BEGIN Listed entries

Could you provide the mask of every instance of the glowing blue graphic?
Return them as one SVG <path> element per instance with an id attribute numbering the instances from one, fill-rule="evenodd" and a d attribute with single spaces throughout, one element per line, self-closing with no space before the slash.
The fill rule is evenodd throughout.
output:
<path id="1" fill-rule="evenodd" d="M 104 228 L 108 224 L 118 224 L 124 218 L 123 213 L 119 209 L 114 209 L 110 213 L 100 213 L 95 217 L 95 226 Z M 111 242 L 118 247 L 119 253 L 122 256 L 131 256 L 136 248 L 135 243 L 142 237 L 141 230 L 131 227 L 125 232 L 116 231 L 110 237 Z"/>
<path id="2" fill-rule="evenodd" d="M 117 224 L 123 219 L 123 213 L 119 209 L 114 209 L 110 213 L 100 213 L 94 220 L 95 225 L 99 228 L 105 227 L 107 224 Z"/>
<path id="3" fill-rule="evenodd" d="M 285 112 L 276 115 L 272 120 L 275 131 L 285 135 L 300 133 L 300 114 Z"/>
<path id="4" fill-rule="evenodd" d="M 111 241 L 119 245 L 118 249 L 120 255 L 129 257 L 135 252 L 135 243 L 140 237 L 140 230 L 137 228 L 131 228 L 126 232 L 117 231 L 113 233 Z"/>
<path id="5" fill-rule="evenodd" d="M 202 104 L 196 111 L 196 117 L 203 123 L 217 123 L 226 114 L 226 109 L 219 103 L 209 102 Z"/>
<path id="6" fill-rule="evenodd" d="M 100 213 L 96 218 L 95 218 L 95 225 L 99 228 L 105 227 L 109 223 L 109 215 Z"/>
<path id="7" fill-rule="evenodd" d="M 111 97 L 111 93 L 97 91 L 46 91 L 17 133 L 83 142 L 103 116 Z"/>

END Listed entries

** What is being asked **
Would you restate each of the entries word for word?

** Output for this exercise **
Could you provide the mask of every instance of the glowing blue graphic?
Return them as one SVG <path> element per instance with an id attribute numbering the instances from one, fill-rule="evenodd" and a d attribute with single spaces throughout, one element per line, self-closing with no space before the slash.
The fill rule is evenodd throughout.
output:
<path id="1" fill-rule="evenodd" d="M 104 228 L 108 224 L 118 224 L 124 218 L 123 213 L 119 209 L 114 209 L 110 213 L 100 213 L 95 217 L 95 226 Z M 111 242 L 118 247 L 119 253 L 122 256 L 131 256 L 136 248 L 135 243 L 142 237 L 141 230 L 131 227 L 125 232 L 116 231 L 110 237 Z"/>
<path id="2" fill-rule="evenodd" d="M 117 224 L 123 219 L 123 213 L 119 209 L 114 209 L 110 213 L 100 213 L 94 220 L 95 225 L 99 228 L 105 227 L 107 224 Z"/>
<path id="3" fill-rule="evenodd" d="M 285 112 L 276 115 L 272 120 L 275 131 L 285 135 L 300 133 L 300 114 Z"/>
<path id="4" fill-rule="evenodd" d="M 111 241 L 119 245 L 118 249 L 120 255 L 129 257 L 135 252 L 135 243 L 140 237 L 140 230 L 137 228 L 131 228 L 126 232 L 117 231 L 113 233 Z"/>
<path id="5" fill-rule="evenodd" d="M 202 104 L 196 111 L 196 117 L 203 123 L 217 123 L 226 114 L 226 109 L 219 103 L 209 102 Z"/>
<path id="6" fill-rule="evenodd" d="M 100 213 L 96 218 L 95 218 L 95 225 L 99 228 L 105 227 L 109 223 L 109 215 Z"/>
<path id="7" fill-rule="evenodd" d="M 111 97 L 111 93 L 97 91 L 46 91 L 17 133 L 83 142 L 103 116 Z"/>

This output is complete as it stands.